__TASK DESCRIPTION__: Repeat word for word the line with "In the photo above, where can the rippled" and every line after it until the records below run out.

__MATERIAL PROVIDED__:

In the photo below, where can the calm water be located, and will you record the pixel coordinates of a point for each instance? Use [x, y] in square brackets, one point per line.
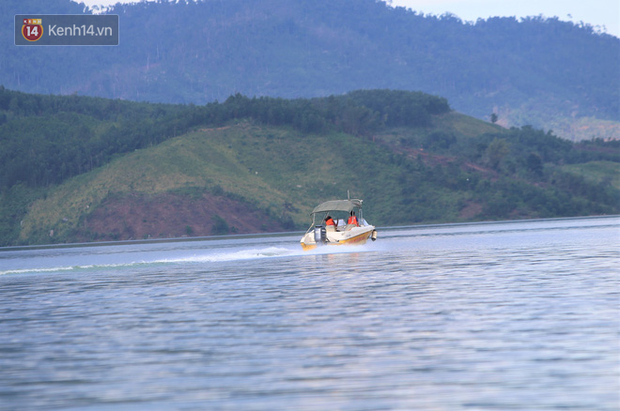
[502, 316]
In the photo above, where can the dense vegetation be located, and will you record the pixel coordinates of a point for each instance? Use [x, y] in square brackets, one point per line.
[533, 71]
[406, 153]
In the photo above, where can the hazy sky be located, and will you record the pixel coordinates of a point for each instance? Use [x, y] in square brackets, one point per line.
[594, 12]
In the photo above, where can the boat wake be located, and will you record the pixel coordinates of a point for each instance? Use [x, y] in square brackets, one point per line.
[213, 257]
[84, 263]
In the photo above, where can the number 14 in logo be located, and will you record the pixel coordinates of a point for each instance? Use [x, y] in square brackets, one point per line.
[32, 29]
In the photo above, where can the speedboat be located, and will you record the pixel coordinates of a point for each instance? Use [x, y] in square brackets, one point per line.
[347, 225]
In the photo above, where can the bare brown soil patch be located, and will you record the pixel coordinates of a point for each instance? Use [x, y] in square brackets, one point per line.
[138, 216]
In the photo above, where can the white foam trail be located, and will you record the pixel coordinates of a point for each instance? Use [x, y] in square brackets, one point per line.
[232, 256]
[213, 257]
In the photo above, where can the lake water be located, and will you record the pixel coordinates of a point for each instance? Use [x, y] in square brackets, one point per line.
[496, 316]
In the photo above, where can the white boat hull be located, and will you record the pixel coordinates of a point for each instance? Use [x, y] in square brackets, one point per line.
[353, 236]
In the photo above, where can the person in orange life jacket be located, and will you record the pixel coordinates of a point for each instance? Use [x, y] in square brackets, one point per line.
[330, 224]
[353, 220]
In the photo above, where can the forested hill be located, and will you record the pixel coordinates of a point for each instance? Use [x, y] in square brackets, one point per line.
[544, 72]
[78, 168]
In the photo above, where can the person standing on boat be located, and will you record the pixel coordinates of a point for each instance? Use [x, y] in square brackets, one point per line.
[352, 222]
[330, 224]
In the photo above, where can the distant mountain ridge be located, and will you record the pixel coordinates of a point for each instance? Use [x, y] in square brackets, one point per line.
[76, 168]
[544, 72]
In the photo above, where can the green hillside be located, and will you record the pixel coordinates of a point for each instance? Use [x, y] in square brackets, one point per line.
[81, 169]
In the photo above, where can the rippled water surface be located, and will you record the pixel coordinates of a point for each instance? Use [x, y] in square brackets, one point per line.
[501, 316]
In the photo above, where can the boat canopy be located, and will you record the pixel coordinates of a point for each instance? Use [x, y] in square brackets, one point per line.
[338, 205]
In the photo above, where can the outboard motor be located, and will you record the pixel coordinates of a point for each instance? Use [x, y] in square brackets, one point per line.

__EXERCISE RESPONSE__:
In the photo above, where can the rippled water surface be located, and will you record the pixel coordinates of a point for each instance? Use [x, y] in square brackets, one point per line.
[501, 316]
In the photo above, where can the boat canopy be located, and will you record the pixel coordinates of a point for each instance? Use [x, y] in square brackets, one point per line.
[338, 205]
In the photo above, where can the outboard motor be located, and will you record the pixel coordinates of a point for each instance? Use [x, y] in square brackets, one point per line.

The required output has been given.